§ WHAT YOU WILL DO: Line by line, transcribe the data shown below.

:: DATA EXTRACTS

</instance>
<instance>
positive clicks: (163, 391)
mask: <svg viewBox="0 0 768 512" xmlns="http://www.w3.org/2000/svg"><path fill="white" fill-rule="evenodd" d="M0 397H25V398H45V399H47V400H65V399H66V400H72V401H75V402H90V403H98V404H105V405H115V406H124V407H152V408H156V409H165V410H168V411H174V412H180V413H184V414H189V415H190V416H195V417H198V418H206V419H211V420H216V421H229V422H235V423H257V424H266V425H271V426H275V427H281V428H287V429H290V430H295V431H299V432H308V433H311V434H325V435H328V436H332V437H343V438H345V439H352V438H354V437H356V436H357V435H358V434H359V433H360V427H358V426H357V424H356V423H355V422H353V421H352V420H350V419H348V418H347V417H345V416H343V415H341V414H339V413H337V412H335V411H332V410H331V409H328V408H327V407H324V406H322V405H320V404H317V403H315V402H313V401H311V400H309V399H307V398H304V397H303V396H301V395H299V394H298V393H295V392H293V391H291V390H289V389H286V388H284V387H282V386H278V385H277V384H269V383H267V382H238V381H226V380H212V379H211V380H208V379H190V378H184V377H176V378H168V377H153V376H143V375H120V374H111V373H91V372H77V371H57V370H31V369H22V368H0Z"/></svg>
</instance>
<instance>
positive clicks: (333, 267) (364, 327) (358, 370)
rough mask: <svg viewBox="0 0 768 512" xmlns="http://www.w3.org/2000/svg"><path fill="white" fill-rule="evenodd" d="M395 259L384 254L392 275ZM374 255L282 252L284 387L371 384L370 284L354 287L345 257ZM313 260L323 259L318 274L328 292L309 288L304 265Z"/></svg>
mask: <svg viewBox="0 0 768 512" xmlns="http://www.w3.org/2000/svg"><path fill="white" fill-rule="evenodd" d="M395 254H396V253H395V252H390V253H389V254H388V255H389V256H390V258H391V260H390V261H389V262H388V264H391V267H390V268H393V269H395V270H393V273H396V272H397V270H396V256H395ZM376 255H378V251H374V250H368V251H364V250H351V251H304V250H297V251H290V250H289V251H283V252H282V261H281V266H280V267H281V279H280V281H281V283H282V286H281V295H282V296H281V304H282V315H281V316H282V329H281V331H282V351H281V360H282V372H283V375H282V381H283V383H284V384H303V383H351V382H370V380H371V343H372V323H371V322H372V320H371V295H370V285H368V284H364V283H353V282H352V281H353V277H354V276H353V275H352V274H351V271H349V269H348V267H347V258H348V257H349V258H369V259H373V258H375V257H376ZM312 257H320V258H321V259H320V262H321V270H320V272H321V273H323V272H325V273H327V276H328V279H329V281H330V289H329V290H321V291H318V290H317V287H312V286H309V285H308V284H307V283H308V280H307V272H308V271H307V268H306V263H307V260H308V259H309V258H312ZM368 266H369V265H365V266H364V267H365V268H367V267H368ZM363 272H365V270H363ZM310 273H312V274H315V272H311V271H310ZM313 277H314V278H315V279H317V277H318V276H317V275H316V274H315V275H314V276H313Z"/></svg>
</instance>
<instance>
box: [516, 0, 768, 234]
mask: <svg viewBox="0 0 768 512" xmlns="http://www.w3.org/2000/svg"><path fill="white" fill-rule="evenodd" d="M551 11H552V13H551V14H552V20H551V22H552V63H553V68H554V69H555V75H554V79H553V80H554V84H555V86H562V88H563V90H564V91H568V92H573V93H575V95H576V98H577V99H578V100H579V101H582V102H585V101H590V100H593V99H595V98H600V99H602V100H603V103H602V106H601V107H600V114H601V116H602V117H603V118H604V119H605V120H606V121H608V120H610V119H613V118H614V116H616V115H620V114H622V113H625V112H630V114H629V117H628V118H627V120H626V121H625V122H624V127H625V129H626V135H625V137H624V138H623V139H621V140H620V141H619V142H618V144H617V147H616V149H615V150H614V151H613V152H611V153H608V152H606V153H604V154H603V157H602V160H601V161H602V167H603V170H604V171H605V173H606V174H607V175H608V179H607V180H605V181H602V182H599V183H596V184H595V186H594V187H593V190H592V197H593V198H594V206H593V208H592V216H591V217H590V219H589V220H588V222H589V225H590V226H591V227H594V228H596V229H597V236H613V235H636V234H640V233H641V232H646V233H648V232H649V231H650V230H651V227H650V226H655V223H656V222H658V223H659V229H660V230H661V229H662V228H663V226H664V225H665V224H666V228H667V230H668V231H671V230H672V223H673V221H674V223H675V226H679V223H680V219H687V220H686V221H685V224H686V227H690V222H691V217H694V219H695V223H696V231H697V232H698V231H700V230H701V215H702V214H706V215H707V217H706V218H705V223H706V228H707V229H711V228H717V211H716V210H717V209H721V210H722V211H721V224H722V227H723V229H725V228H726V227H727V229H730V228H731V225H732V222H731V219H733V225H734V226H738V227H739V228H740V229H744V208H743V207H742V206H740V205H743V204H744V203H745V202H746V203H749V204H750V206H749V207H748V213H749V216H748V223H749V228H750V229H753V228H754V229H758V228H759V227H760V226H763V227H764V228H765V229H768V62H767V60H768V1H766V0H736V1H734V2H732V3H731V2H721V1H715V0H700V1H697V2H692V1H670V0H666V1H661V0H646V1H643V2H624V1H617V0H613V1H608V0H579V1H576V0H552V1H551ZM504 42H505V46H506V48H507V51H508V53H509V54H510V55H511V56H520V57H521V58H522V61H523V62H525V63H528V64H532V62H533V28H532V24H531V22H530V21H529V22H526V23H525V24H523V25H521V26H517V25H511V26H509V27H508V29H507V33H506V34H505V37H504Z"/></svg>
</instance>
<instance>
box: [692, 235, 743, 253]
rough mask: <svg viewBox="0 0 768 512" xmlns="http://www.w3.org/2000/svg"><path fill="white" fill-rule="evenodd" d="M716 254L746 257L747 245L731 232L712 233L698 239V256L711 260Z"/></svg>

::::

§ ANSWER FOR THE TASK:
</instance>
<instance>
positive clicks: (163, 391)
mask: <svg viewBox="0 0 768 512" xmlns="http://www.w3.org/2000/svg"><path fill="white" fill-rule="evenodd" d="M0 397H25V398H45V399H47V400H65V399H66V400H72V401H75V402H90V403H98V404H105V405H115V406H124V407H152V408H156V409H165V410H168V411H174V412H180V413H184V414H189V415H190V416H195V417H198V418H206V419H211V420H216V421H229V422H235V423H257V424H266V425H271V426H275V427H281V428H287V429H290V430H295V431H299V432H308V433H311V434H325V435H328V436H332V437H343V438H345V439H352V438H354V437H356V436H357V435H358V434H359V433H360V427H358V426H357V424H356V423H355V422H353V421H352V420H350V419H348V418H347V417H345V416H343V415H341V414H339V413H337V412H335V411H332V410H331V409H328V408H327V407H324V406H322V405H320V404H317V403H315V402H313V401H311V400H309V399H307V398H304V397H303V396H301V395H299V394H298V393H295V392H293V391H291V390H289V389H286V388H284V387H282V386H278V385H277V384H269V383H267V382H238V381H226V380H212V379H211V380H208V379H190V378H184V377H176V378H168V377H153V376H143V375H120V374H111V373H91V372H77V371H57V370H31V369H22V368H0Z"/></svg>
</instance>
<instance>
positive clicks: (333, 267) (364, 327) (358, 370)
rough mask: <svg viewBox="0 0 768 512" xmlns="http://www.w3.org/2000/svg"><path fill="white" fill-rule="evenodd" d="M395 259L384 254L392 275ZM374 255L282 252L284 387L371 384L370 284L354 287L345 257ZM313 260L323 259L318 274L328 292L309 288L304 265Z"/></svg>
mask: <svg viewBox="0 0 768 512" xmlns="http://www.w3.org/2000/svg"><path fill="white" fill-rule="evenodd" d="M395 254H396V253H395V252H390V253H389V254H388V255H389V256H390V258H391V260H390V261H389V262H388V264H391V267H390V268H393V269H395V270H393V273H396V272H397V270H396V256H395ZM376 255H378V251H374V250H368V251H364V250H351V251H304V250H297V251H290V250H289V251H283V252H282V261H281V266H280V267H281V279H280V281H281V283H282V286H281V295H282V296H281V304H282V315H281V316H282V329H281V331H282V351H281V360H282V372H283V375H282V381H283V383H284V384H303V383H351V382H370V380H371V343H372V323H371V322H372V320H371V295H370V285H368V284H364V283H353V282H352V281H353V277H354V276H353V275H352V274H351V271H349V269H348V267H347V258H348V257H349V258H369V259H373V258H375V257H376ZM312 257H320V258H321V259H320V262H321V270H320V272H321V273H323V272H325V273H327V276H328V279H329V281H330V289H329V290H321V291H318V290H317V287H312V286H309V285H308V284H307V283H308V280H307V272H308V271H307V268H306V263H307V260H308V259H309V258H312ZM368 266H369V265H365V266H364V267H365V268H367V267H368ZM363 272H365V270H363ZM310 273H312V274H315V272H311V271H310ZM313 277H314V278H315V279H317V277H318V276H317V275H316V274H315V275H314V276H313Z"/></svg>
</instance>
<instance>
box: [516, 0, 768, 234]
mask: <svg viewBox="0 0 768 512" xmlns="http://www.w3.org/2000/svg"><path fill="white" fill-rule="evenodd" d="M551 11H552V13H551V14H552V20H551V22H552V63H553V68H554V69H555V75H554V79H553V80H554V84H555V86H562V88H563V90H564V91H568V92H573V93H575V95H576V98H577V99H578V100H579V101H582V102H585V101H590V100H593V99H595V98H600V99H602V100H603V103H602V106H601V107H600V114H601V116H602V117H603V118H604V119H605V120H606V121H608V120H610V119H613V118H614V116H616V115H620V114H622V113H625V112H630V114H629V117H628V118H627V120H626V121H625V122H624V127H625V129H626V135H625V137H624V138H623V139H621V140H620V141H619V142H618V144H617V147H616V149H615V150H614V151H613V152H611V153H608V152H606V153H604V154H603V157H602V160H601V161H602V167H603V170H604V171H605V173H606V174H607V175H608V179H607V180H605V181H602V182H599V183H596V184H595V186H594V187H593V190H592V197H593V198H594V206H593V208H592V216H591V217H590V219H589V220H588V222H589V225H590V226H591V227H594V228H596V229H597V236H613V235H636V234H640V233H641V232H646V233H648V232H649V231H650V230H651V227H650V226H655V223H656V222H658V223H659V229H660V230H661V229H662V228H663V226H664V225H665V224H666V228H667V230H668V231H671V230H672V223H673V221H674V223H675V226H679V223H680V219H687V220H686V221H685V224H686V227H690V222H691V217H694V219H695V223H696V231H697V232H698V231H700V230H701V215H702V214H706V215H707V217H706V218H705V223H706V228H707V229H711V228H717V211H716V210H717V209H721V210H722V211H721V224H722V227H723V229H725V228H726V227H727V229H730V228H731V225H732V222H731V219H733V225H734V226H738V227H739V228H740V229H744V208H743V207H742V206H740V205H743V204H744V203H745V202H746V203H749V204H750V206H749V207H748V213H749V216H748V223H749V228H750V229H753V228H754V229H758V228H759V227H760V226H763V227H764V228H765V229H768V62H767V60H768V1H766V0H736V1H734V2H732V3H731V2H721V1H715V0H700V1H697V2H692V1H670V0H666V1H661V0H646V1H643V2H624V1H617V0H613V1H608V0H579V1H576V0H552V1H551ZM504 42H505V46H506V48H507V51H508V53H509V54H510V55H511V56H520V57H521V58H522V61H523V62H525V63H528V64H532V62H533V28H532V24H531V22H530V21H529V22H526V23H525V24H523V25H521V26H517V25H511V26H509V27H508V29H507V33H506V34H505V37H504Z"/></svg>
</instance>
<instance>
box: [692, 235, 743, 253]
rough mask: <svg viewBox="0 0 768 512" xmlns="http://www.w3.org/2000/svg"><path fill="white" fill-rule="evenodd" d="M716 254L746 257L747 245L731 232L712 233L698 239V256L711 260Z"/></svg>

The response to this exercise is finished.